→ **Task directions**
Identify the line with "baboon head, a"; copy word for word that line and every one after it, to the end of the listing. Exclude pictures.
-- BEGIN Task material --
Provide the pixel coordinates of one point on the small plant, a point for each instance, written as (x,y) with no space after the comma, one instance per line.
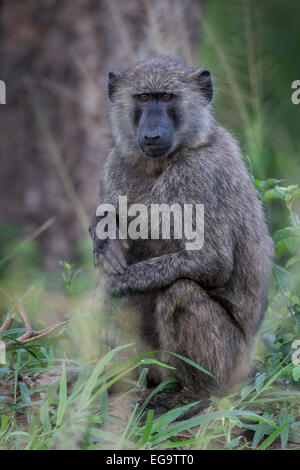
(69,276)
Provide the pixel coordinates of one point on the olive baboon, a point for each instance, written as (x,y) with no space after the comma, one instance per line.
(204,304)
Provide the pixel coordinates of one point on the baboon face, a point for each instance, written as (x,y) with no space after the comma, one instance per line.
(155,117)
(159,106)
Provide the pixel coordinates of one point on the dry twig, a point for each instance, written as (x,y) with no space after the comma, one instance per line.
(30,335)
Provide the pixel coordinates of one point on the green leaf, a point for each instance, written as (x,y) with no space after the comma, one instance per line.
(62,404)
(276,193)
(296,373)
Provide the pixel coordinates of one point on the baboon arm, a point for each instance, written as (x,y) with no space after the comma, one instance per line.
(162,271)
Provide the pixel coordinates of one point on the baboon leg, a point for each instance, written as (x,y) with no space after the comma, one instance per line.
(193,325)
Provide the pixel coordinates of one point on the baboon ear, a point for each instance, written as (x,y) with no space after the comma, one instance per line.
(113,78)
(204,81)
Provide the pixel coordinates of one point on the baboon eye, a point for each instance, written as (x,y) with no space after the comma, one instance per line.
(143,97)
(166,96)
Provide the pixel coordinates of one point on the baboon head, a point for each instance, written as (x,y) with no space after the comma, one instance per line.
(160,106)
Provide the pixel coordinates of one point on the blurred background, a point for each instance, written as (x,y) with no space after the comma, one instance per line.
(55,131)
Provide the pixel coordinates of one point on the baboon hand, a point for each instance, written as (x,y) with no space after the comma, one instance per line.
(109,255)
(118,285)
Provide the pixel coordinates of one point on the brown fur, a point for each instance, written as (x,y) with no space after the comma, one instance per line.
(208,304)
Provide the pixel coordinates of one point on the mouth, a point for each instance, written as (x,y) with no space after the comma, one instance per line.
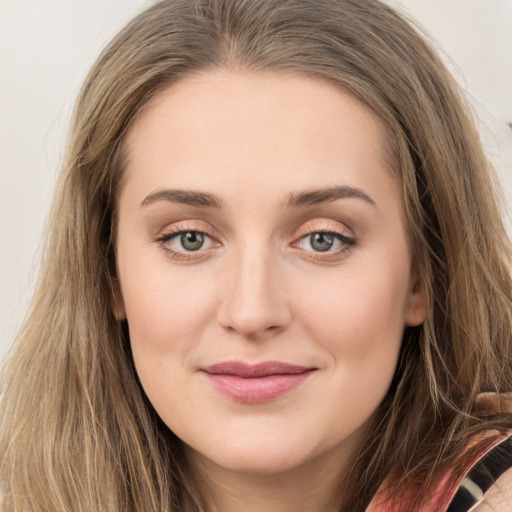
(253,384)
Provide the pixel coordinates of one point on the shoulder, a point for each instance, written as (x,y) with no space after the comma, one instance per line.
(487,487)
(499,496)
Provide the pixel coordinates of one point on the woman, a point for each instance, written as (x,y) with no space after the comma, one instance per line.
-- END Task material --
→ **Output of the exercise**
Provide the pixel coordinates of one point on the baboon head, a point for each instance, written as (x,y) with no space after the comma, one instance per line.
(160,106)
Provide the pixel coordinates of one point on the blurred background, a point for each instance, written as (x,y) with no space after the comma, one instance per line.
(55,131)
Provide the pixel coordinates of one point on the baboon hand, a point for each instance, written as (x,y) with no space after the comma, one instance per line.
(109,255)
(118,285)
Provide the pixel coordinates of one point on the brown fur, a point for each instance, written as (x,y) with no space after the comma, one instance per line.
(208,304)
Provide the pixel coordinates of one point on the mouth, a point for each instance, written as (x,y) with no space after the comma, one instance per line.
(253,384)
Provide the pixel coordinates of one point on the shoulder, a point for each instance, written as (x,y) with no space after the comma, one instance per line.
(487,487)
(499,496)
Provide the pixel coordinates of one point on the woman, a point for each instance, written as (x,y) with no space after the comma, one instance per line.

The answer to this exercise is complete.